» **Referring expression grounding data**
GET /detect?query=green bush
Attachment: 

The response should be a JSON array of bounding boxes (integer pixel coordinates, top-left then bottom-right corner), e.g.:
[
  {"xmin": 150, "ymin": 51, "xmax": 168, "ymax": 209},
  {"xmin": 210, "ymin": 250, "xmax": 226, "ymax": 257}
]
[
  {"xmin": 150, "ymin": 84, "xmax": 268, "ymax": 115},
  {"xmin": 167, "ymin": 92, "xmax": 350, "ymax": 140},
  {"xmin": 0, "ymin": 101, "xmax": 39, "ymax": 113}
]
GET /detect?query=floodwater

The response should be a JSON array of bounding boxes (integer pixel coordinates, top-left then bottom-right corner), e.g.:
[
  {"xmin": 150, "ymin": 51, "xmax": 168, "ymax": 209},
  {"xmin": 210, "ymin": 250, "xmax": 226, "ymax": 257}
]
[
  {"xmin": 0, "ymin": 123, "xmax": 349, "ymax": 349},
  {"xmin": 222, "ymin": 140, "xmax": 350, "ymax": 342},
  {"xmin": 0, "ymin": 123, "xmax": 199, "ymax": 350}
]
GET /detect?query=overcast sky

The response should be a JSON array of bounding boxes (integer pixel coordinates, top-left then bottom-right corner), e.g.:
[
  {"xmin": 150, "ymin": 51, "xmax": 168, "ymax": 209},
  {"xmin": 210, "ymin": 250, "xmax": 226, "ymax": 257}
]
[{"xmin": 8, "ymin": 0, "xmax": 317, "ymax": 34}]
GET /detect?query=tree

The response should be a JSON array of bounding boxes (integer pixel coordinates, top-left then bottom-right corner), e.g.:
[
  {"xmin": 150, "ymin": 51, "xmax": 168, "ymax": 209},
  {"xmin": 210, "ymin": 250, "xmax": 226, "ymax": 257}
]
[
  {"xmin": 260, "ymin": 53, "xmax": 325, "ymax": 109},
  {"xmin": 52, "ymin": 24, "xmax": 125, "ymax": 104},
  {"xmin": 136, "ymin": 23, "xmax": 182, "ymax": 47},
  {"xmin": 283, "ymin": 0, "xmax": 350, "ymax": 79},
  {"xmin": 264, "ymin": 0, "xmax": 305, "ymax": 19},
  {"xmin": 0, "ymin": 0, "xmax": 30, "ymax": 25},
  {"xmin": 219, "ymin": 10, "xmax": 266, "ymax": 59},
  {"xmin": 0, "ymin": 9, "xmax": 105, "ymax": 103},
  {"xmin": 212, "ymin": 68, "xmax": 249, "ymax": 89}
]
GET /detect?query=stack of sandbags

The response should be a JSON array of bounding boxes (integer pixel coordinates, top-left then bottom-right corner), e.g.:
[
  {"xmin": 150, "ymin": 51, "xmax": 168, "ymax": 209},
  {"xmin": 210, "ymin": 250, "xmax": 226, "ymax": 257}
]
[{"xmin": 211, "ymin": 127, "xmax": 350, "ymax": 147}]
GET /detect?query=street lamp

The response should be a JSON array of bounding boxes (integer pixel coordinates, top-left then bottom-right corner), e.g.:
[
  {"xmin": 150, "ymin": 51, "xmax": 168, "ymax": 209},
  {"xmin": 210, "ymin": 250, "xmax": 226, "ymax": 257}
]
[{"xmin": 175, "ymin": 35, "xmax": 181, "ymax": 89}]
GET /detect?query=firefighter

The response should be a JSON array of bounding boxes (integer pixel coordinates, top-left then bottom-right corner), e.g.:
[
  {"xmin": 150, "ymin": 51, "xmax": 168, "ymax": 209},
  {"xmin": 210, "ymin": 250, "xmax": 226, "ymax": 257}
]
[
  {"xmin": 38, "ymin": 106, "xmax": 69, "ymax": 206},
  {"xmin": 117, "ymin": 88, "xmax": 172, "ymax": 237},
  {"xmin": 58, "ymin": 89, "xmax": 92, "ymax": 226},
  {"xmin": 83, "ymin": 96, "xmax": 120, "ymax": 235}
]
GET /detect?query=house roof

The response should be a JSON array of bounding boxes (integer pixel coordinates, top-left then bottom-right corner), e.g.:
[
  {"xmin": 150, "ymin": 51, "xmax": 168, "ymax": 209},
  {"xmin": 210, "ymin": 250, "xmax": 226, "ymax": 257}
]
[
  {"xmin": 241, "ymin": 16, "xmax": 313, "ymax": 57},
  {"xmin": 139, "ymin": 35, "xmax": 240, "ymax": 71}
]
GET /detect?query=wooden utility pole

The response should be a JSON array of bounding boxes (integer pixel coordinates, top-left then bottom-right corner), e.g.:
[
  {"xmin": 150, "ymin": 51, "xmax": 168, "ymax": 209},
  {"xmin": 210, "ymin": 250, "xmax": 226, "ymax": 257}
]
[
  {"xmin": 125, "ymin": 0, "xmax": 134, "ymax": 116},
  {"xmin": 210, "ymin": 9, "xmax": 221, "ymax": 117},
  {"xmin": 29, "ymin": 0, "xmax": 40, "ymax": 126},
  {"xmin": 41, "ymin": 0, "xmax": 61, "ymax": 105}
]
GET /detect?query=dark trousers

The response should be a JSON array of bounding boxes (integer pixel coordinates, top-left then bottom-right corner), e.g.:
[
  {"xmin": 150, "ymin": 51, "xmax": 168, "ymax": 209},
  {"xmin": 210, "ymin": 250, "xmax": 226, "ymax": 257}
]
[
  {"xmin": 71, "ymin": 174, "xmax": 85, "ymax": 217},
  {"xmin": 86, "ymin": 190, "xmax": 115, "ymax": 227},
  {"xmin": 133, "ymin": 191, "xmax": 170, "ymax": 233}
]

...

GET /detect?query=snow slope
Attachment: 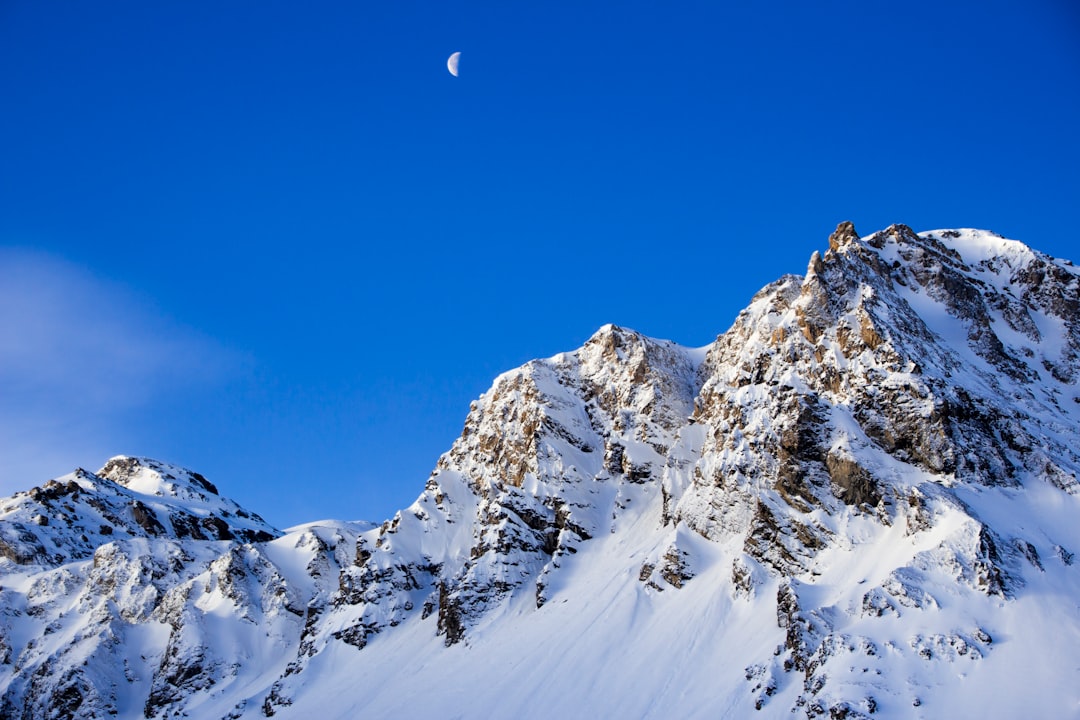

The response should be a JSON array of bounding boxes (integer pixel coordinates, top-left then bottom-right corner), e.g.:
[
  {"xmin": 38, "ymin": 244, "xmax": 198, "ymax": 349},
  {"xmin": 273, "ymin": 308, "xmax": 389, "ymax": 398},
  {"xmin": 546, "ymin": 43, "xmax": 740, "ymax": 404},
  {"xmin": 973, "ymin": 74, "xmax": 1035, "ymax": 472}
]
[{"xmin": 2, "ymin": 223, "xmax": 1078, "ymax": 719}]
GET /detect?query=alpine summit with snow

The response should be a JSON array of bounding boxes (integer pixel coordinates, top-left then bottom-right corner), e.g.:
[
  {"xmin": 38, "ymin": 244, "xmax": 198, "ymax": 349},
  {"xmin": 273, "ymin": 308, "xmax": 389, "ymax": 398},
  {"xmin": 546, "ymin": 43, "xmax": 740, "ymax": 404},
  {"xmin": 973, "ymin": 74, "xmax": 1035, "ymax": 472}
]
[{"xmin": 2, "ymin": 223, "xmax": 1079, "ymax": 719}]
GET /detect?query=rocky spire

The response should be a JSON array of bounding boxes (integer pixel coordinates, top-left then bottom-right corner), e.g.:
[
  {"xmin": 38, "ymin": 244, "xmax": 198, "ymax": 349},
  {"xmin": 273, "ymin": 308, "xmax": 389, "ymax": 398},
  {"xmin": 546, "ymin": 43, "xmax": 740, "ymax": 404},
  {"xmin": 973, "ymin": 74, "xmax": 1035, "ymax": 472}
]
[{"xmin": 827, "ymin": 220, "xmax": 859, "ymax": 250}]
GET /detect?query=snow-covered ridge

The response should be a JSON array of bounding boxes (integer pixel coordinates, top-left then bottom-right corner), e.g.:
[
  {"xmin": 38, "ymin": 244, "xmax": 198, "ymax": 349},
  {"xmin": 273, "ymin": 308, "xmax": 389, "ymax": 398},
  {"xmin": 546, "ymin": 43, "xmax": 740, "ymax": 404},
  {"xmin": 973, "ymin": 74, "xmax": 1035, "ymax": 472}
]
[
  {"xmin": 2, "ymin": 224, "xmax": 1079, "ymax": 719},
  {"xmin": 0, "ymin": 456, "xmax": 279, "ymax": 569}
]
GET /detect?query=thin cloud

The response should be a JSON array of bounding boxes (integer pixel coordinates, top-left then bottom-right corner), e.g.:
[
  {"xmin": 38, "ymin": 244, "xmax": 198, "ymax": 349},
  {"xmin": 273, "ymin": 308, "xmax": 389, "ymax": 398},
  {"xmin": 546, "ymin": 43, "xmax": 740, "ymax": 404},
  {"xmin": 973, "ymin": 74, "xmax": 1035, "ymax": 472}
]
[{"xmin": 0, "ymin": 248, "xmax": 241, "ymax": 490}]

* * *

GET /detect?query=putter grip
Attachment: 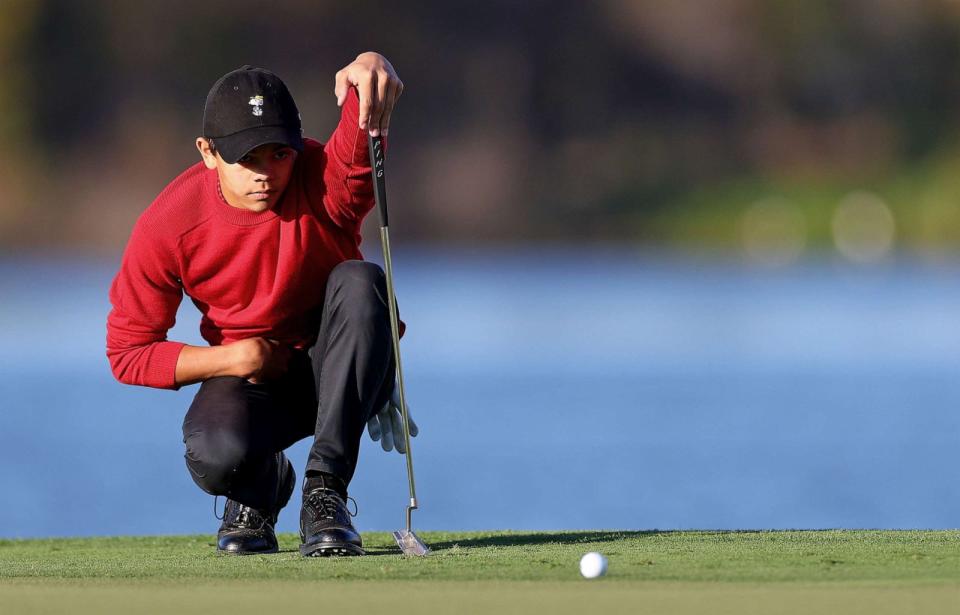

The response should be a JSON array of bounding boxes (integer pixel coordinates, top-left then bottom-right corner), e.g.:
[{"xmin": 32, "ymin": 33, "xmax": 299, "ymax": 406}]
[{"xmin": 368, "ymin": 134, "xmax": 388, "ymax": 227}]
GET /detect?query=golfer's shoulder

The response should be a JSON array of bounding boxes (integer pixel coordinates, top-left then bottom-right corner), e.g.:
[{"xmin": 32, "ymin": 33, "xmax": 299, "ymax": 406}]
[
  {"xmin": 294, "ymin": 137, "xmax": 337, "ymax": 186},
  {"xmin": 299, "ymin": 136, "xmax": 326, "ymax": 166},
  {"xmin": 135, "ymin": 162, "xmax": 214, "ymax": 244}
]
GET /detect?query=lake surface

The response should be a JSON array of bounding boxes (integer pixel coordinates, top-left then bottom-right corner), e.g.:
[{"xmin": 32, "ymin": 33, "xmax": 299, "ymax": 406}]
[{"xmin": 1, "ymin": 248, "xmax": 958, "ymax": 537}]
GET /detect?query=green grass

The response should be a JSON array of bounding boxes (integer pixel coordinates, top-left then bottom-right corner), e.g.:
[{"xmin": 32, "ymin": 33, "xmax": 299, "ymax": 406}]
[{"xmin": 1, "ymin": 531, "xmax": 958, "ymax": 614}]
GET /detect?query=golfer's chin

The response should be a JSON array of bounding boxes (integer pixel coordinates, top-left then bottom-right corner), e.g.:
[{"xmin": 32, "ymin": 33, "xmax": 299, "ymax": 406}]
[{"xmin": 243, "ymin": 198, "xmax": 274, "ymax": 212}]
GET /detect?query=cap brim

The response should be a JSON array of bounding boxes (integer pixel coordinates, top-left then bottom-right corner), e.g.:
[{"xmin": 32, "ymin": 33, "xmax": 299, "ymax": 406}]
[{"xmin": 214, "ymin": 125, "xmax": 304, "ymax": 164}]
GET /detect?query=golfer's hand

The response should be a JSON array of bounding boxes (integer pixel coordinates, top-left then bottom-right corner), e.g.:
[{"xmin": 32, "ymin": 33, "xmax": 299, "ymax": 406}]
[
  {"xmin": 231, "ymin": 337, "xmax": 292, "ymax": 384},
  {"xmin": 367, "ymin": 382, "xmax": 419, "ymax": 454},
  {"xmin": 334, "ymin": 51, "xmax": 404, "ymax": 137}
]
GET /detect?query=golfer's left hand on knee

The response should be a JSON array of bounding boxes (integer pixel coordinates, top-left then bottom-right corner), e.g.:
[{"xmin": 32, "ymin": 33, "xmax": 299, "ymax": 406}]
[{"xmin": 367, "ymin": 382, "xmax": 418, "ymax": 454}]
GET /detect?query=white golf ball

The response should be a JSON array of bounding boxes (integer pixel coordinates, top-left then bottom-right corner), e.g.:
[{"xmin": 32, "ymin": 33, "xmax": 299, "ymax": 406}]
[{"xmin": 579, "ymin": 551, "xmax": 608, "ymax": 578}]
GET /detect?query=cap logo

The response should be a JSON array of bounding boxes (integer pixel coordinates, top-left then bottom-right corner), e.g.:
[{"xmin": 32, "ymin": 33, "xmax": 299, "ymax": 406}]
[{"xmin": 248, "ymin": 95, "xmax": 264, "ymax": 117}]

» **What you are asked to do**
In the records above, find the lines holding "snow". Copy each one.

» **Written response**
GET /detect?query=snow slope
GET /detect?query=alpine summit with snow
GET /detect?query=snow-covered ridge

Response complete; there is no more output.